**Direction**
Repeat the patent background on solid state imager pixels below, word for word.

**Excerpted text**

— BEGIN —

BACKGROUND OF THE INVENTION
[0002] 1. Field of the Invention
[0003] The present invention relates to a device structure of a
pixel section of a solid state imager.
[0004] 2. Description of the Related Art
[0005] FIG. 1 shows a circuit structure of a pixel section of a
sense type solid state imager.
[0006] A pixel comprises a photodiode 21 for converting an optical
signal to an electric signal (charge); a transfer gate (MOS
transistor) 22 for transferring a charge of the photodiode 21 to a
detection section (detection node) D; a reset gate (MOS transistor)
23 for resetting the charge (potential) in the detection section D;
a sense gate (MOS transistor) 24 for amplifying the potential of
the detection section D; and a select gate (MOS transistor) 25 for
outputting a potential of a selected pixel.
[0007] A charge photoelectrically converted by the photodiode 21
and accumulated in a signal accumulation region over a
predetermined time period is transferred to the detection section D
via the transfer gate 22. The charge transferred to the detection
section D from the photodiode 21 varies the potential of the
detection section D. The sense gate 24 amplifies the variation
amount of the potential of the detection section D.
[0008] FIG. 2 is a plan view showing a prior-art device layout of a
photodiode and a transfer gate. FIG. 3 is a cross-sectional view
taken along line III-III in FIG. 2, and FIG. 4 is a cross-sectional
view taken along line IV-IV in FIG. 2.

— END —

[Dataset records on object locations]
— BEGIN —

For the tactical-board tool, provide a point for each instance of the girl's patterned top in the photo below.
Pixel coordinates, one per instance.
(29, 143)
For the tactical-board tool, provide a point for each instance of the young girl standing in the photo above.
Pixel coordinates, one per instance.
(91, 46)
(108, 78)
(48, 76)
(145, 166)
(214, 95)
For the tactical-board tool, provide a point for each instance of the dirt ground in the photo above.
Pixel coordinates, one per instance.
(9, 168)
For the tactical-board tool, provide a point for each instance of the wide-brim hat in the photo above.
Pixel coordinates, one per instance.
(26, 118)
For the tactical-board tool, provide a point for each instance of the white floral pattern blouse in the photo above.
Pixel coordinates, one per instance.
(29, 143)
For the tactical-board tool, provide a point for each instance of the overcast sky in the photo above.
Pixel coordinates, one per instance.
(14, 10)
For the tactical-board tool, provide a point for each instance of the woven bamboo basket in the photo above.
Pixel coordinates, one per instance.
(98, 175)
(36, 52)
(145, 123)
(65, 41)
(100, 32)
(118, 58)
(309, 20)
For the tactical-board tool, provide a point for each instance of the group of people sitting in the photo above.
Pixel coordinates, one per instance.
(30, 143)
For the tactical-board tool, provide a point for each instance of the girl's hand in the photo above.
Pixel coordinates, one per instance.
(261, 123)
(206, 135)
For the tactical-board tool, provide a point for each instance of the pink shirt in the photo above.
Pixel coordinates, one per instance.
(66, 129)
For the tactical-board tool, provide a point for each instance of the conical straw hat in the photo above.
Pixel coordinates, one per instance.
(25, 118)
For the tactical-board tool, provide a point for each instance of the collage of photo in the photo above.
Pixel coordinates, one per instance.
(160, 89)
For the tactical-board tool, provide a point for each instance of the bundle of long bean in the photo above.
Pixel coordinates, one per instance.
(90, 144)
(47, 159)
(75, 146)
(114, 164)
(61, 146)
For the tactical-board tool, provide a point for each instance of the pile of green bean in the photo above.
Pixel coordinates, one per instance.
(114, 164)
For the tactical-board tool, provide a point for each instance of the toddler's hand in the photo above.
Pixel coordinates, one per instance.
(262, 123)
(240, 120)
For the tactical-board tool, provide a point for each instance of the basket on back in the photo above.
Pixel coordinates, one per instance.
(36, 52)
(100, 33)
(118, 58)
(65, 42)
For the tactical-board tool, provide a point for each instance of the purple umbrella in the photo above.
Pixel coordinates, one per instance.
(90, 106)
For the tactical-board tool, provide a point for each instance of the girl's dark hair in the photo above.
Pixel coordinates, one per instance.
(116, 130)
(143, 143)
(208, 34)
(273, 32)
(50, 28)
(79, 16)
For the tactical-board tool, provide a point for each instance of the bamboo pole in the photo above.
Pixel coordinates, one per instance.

— END —

**Right answer**
BACKGROUND OF THE INVENTION
[0002] 1. Field of the Invention
[0003] The present invention relates to a device structure of a
pixel section of a solid state imager.
[0004] 2. Description of the Related Art
[0005] FIG. 1 shows a circuit structure of a pixel section of a
sense type solid state imager.
[0006] A pixel comprises a photodiode 21 for converting an optical
signal to an electric signal (charge); a transfer gate (MOS
transistor) 22 for transferring a charge of the photodiode 21 to a
detection section (detection node) D; a reset gate (MOS transistor)
23 for resetting the charge (potential) in the detection section D;
a sense gate (MOS transistor) 24 for amplifying the potential of
the detection section D; and a select gate (MOS transistor) 25 for
outputting a potential of a selected pixel.
[0007] A charge photoelectrically converted by the photodiode 21
and accumulated in a signal accumulation region over a
predetermined time period is transferred to the detection section D
via the transfer gate 22. The charge transferred to the detection
section D from the photodiode 21 varies the potential of the
detection section D. The sense gate 24 amplifies the variation
amount of the potential of the detection section D.
[0008] FIG. 2 is a plan view showing a prior-art device layout of a
photodiode and a transfer gate. FIG. 3 is a cross-sectional view
taken along line III-III in FIG. 2, and FIG. 4 is a cross-sectional
view taken along line IV-IV in FIG. 2.